MS Research Roundup: January 15, 2014
Surprising Alcohol Finding; Bigger, Better Patient Research Databases; Start-Up Lessons; MS and Obamacare
MS Research Roundup collects items of interest to multiple sclerosis researchers from around the Web. Send us your tips: tips@msdiscovery.org.
Personalized, Data-Driven Treatment Decisions
To learn how to move a new digital tool for multiple sclerosis into the clinic, MS researchers at the University of California, San Francisco (UCSF), teamed up with veteran entrepreneurs and investors in a 10-week Lean LaunchPad class. The Mira Medicine project, co-led by neuroscientist Pierre-Antoine Gourraud, Ph.D., MPH, shares their progress and next steps with the UCSF MS Bioscreen, an application that integrates a person's medical records with the latest population-based data from hundreds of other multiple sclerosis patients (including their 3D MRI scans) and charts a unique course of treatment for each patient. (The Huffington Post)
A Toast to Population Data Sets
This time last year at the Keystone Multiple Sclerosis meeting in Big Sky, Montana, Tomas Olsson, M.D., Ph.D., held up a tin of Swedish oral tobacco to showcase a surprising new finding that Swedish snuff takers had less risk of developing MS the more they used. The study raised more questions than it answered. (After all, the longer people smoke, the higher risk they have for MS, especially associated with certain genetic risk factors, the researchers have reported.) In another unexpected finding in JAMA Neurology, alcohol intake also had a modest inverse correlation with MS risk, reported the same first author, Anna Hedström, M.D., who used the same two Swedish cohorts. The protective effect was even greater in smokers. "The current case-control studies are the largest to look at this association," Hedström told Medscape. Alcohol can be a neurotoxin, but the paper suggests a plausible beneficial mechanism. "Experimental studies and clinical observations have suggested that alcohol has an effect on the immune system and may have anti-inflammatory actions mediated by induction of interleukin-10. As MS is an inflammatory condition, we thought alcohol may have a protective effect." People with MS may not need to completely refrain from alcohol. "I simply love the Scandinavian population databases and registries that allow you to do these kinds of studies," wrote Gavin Giovannoni, M.D., in the Multiple Sclerosis Research blog (Medscape, Multiple Sclerosis Research blog)
Patient-Powered Research Databases
Speaking of national registries, patient data in the U.K.'s National Health Service will soon move from physician offices to a central NHS database known as care.data. U.K. medical research charities have urged residents to allow scientists to access deidentified patient data to develop treatments. In the U.S., MSDF's parent organization, the Accelerated Cure Project for Multiple Sclerosis, has just won a funding award from the Patient-Centered Outcomes Research Institute (PCORI) to create the Multiple Sclerosis Patient-Powered Research Network. The MS-PPRN is one of 29 PCORI health data networks and will build on its existing network of more than 3,200 participants, 60 research teams, and MS specialty clinics around the country to create a national patient-powered research network for MS. (Science magazine, Accelerated Cure Project)
● ● ● ● ●
** Things to do **
1. Answer these questions from the research roundup above:
(a) How long was the Lean LaunchPad class the UCSF researchers took?
(b) In which journal did Anna Hedström report the alcohol finding?
(c) How many participants are in the existing network that the MS-PPRN will build on?
2. Quote the research roundup, starting at "Patient-Powered Research Databases" and stopping after "Accelerated Cure Project)".
● ● ● ● ●
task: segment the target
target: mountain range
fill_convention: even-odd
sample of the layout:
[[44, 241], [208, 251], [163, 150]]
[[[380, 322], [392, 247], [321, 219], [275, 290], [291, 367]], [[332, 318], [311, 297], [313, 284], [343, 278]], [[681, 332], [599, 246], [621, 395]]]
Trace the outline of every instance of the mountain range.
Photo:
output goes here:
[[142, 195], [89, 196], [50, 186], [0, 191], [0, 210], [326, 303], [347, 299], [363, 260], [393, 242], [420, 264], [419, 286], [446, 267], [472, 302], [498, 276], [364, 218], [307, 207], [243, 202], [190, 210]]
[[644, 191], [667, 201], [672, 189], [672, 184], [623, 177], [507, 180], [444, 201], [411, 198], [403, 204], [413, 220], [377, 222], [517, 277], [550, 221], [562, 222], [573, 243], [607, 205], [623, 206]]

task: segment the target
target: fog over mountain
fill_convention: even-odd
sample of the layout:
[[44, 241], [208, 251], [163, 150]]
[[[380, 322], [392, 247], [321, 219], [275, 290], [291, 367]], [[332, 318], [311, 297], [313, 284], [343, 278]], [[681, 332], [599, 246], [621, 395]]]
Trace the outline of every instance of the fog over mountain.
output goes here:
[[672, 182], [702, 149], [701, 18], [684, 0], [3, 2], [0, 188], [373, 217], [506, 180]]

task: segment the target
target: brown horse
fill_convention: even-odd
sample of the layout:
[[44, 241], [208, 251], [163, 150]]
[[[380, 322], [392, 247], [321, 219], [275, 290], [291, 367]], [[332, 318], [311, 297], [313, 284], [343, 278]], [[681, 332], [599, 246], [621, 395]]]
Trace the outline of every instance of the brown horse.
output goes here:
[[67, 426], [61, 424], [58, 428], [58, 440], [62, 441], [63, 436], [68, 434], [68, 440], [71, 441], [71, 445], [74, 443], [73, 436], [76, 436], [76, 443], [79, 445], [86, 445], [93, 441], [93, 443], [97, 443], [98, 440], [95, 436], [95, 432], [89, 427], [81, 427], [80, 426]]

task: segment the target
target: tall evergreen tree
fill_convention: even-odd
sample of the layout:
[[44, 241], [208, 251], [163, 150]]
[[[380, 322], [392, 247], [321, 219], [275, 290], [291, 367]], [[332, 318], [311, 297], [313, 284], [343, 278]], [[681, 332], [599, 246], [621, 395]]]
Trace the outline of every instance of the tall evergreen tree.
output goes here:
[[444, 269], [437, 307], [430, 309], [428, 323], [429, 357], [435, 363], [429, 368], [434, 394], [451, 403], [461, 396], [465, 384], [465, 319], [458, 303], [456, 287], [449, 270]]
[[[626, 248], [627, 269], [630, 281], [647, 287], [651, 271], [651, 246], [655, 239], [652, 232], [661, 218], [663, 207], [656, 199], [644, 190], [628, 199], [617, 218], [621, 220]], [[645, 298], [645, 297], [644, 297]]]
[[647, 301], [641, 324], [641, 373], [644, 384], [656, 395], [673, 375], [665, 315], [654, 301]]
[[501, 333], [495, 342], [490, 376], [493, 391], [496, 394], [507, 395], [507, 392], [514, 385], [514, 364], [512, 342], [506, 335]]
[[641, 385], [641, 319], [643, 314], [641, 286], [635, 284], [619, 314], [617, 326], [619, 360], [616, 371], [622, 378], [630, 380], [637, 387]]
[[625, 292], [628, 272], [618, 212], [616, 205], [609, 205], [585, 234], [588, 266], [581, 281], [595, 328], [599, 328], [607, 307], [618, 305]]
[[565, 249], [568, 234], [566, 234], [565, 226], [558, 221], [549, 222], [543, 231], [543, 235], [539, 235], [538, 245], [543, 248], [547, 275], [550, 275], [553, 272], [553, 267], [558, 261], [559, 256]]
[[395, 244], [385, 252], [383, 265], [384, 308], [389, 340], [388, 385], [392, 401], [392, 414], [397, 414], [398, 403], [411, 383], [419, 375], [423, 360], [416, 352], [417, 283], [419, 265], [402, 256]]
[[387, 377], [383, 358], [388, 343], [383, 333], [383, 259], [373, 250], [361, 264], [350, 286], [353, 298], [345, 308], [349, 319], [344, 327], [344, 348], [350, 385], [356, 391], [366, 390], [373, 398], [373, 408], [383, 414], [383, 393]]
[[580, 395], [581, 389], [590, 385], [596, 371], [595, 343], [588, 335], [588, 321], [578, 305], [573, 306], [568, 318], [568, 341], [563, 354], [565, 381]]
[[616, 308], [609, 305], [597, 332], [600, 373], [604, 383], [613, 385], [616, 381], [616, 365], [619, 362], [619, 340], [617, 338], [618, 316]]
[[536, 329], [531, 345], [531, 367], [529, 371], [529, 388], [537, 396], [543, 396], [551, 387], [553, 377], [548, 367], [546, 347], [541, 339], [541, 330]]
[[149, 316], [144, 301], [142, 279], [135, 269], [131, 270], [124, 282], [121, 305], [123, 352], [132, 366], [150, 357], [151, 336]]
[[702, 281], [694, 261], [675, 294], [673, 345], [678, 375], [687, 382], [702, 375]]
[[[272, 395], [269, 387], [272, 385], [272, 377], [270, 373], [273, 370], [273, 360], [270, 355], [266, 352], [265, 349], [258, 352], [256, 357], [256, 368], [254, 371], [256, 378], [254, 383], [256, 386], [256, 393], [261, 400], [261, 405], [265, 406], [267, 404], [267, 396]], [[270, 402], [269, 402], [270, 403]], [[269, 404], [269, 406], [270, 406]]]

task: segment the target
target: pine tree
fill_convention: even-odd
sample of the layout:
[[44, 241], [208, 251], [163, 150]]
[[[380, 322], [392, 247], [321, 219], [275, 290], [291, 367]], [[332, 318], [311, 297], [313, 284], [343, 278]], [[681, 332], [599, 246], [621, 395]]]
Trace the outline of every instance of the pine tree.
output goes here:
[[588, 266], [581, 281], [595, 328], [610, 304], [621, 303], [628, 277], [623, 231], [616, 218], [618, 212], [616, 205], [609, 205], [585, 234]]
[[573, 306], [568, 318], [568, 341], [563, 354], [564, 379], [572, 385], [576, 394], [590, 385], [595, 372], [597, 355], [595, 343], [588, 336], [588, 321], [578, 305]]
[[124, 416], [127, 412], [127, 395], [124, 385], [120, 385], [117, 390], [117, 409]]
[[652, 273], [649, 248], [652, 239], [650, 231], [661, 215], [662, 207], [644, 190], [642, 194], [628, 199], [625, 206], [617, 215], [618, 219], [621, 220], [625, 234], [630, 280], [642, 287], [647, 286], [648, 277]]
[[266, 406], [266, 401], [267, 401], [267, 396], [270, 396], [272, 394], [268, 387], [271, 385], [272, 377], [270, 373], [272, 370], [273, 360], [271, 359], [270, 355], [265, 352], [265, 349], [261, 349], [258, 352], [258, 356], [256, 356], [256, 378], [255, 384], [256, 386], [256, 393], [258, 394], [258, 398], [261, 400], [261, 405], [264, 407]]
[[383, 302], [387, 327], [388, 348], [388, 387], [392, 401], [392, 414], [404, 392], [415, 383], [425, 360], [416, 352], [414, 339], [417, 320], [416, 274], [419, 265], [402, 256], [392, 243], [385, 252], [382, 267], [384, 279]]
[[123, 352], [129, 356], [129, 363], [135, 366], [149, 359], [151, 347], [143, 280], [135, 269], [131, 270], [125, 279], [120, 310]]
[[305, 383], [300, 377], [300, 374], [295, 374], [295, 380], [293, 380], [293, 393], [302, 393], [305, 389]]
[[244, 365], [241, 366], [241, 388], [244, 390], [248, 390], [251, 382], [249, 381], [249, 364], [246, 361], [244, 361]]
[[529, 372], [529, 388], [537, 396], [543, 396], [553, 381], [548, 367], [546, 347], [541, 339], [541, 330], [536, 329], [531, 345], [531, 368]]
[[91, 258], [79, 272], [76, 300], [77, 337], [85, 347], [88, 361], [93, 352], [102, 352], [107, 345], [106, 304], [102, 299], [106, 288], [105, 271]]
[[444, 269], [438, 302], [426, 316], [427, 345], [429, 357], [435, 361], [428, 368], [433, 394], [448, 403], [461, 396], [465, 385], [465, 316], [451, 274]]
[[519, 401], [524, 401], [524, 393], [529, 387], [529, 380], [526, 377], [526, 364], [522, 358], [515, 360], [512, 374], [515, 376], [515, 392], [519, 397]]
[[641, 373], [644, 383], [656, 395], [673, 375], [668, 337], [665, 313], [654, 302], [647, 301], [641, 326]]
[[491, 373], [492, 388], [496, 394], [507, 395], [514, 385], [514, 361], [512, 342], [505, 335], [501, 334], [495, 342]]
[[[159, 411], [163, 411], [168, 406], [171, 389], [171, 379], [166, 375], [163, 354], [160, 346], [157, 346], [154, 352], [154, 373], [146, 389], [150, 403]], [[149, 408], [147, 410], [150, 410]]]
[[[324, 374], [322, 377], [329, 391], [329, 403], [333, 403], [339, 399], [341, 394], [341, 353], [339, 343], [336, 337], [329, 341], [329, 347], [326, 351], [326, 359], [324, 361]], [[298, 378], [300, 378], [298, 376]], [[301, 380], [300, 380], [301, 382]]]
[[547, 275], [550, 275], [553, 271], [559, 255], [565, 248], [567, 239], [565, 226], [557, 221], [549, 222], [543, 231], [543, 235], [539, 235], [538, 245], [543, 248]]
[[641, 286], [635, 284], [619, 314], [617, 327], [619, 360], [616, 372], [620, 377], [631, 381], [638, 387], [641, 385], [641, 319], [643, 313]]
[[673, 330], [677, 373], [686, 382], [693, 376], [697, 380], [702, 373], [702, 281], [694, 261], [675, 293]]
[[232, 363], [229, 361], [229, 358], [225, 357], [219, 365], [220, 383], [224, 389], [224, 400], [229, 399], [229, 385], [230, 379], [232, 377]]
● ● ● ● ●
** Solutions by task **
1.
(a) It was a 10-week class.
(b) She reported it in JAMA Neurology.
(c) The network has more than 3,200 participants.

2.
Patient-Powered Research Databases
Speaking of national registries, patient data in the U.K.'s National Health Service will soon move from physician offices to a central NHS database known as care.data. U.K. medical research charities have urged residents to allow scientists to access deidentified patient data to develop treatments. In the U.S., MSDF's parent organization, the Accelerated Cure Project for Multiple Sclerosis, has just won a funding award from the Patient-Centered Outcomes Research Institute (PCORI) to create the Multiple Sclerosis Patient-Powered Research Network. The MS-PPRN is one of 29 PCORI health data networks and will build on its existing network of more than 3,200 participants, 60 research teams, and MS specialty clinics around the country to create a national patient-powered research network for MS. (Science magazine, Accelerated Cure Project)